▸ Activity: Where the line containing "of the distant" appears in the records below, begin there and write out each line exactly until the last one, and nothing more.

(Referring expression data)
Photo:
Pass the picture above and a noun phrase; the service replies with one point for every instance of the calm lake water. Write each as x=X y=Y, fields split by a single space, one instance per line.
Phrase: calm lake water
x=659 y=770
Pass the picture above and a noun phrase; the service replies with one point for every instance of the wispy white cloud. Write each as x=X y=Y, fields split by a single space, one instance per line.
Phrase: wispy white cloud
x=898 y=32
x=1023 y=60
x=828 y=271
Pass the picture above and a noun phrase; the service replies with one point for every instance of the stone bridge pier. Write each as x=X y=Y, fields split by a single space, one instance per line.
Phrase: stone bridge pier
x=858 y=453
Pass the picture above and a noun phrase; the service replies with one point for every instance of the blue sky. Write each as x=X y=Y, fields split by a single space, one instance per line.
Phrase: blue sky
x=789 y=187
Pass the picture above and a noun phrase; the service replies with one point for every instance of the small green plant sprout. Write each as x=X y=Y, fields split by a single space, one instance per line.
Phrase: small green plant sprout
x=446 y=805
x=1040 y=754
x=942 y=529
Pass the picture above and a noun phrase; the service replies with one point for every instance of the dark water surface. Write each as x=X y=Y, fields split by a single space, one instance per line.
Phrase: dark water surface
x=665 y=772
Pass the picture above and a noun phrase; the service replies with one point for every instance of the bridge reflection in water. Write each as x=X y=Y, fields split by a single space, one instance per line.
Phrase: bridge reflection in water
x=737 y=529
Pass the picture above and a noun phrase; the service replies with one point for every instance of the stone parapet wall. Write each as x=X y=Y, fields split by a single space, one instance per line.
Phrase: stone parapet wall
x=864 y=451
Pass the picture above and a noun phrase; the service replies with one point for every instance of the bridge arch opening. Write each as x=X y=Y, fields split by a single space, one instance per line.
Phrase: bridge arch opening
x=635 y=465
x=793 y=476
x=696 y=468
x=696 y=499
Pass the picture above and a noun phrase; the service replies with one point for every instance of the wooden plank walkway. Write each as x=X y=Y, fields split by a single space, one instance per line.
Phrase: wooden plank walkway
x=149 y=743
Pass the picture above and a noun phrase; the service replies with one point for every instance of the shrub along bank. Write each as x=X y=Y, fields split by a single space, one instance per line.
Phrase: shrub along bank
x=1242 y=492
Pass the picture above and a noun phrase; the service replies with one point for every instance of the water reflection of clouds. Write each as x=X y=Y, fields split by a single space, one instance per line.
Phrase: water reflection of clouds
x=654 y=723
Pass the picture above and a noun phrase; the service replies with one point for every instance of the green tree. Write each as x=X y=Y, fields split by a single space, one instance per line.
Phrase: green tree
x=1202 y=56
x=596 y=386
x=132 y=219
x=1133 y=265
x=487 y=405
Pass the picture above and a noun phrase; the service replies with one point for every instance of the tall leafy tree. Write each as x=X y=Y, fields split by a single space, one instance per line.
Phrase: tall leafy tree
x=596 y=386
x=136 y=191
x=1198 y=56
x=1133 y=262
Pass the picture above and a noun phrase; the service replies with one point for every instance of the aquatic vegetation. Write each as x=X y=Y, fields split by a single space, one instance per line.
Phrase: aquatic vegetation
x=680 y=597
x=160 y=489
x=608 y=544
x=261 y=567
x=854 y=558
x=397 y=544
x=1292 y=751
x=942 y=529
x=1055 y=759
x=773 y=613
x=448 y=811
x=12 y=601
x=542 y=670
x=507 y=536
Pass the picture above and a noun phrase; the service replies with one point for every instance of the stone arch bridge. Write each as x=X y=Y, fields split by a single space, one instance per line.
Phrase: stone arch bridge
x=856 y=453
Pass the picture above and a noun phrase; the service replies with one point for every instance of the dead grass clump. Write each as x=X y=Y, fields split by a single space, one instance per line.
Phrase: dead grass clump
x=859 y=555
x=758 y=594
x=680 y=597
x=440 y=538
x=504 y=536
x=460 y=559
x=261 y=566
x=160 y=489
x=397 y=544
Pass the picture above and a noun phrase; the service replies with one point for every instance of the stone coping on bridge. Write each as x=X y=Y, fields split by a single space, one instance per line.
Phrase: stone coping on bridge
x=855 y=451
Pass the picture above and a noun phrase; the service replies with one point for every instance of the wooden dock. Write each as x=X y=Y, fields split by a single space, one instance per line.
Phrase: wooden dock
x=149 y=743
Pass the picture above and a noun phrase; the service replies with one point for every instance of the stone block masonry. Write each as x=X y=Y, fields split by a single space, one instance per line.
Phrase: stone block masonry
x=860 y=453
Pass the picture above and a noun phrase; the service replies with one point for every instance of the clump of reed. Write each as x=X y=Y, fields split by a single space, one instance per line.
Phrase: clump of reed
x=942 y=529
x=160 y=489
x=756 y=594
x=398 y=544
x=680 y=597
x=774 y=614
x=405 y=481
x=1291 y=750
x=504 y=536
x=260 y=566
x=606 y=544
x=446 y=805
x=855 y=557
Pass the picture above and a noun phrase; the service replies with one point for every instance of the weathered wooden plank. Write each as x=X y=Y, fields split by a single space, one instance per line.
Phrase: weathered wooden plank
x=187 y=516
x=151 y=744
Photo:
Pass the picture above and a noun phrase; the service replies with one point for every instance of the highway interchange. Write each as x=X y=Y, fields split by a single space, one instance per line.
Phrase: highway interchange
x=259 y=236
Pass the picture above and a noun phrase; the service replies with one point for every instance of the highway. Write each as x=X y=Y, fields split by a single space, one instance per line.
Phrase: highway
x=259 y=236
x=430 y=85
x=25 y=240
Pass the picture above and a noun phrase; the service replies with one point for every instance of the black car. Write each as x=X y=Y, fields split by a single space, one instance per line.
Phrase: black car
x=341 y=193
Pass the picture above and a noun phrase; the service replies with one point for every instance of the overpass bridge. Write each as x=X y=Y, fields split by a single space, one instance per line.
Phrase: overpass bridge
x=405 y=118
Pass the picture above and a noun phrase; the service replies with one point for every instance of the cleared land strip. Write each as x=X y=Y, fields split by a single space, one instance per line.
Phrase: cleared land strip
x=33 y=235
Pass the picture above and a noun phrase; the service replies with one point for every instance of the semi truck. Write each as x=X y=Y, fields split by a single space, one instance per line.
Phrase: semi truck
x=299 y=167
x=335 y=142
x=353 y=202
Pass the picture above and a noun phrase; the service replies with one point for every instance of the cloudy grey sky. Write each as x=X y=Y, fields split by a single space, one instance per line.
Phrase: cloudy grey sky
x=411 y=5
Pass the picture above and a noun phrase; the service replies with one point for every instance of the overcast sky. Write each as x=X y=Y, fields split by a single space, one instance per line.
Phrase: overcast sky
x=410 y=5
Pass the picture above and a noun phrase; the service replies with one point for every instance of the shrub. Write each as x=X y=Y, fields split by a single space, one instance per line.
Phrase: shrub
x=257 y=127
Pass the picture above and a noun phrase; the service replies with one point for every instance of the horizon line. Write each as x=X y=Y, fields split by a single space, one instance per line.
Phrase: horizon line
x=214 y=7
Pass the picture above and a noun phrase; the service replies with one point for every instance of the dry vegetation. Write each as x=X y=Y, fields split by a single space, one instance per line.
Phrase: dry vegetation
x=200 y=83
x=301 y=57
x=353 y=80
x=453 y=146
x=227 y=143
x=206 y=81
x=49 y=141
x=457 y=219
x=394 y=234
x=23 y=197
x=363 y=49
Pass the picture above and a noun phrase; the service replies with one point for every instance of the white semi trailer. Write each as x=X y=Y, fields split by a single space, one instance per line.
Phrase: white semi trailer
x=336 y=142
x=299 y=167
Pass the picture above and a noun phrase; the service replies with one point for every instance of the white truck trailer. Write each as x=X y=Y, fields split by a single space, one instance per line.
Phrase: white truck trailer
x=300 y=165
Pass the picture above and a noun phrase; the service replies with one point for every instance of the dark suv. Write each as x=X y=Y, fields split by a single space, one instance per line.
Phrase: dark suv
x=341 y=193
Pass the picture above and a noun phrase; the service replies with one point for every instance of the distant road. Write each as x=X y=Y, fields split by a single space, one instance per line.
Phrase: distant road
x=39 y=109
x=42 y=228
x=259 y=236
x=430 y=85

▸ Task output:
Pass the picture above and a noun phrase; the service replies with one point for every instance of the distant road. Write each as x=X y=Y, fields split by a single space, one instance per line.
Phrase: distant road
x=39 y=109
x=42 y=228
x=259 y=236
x=430 y=85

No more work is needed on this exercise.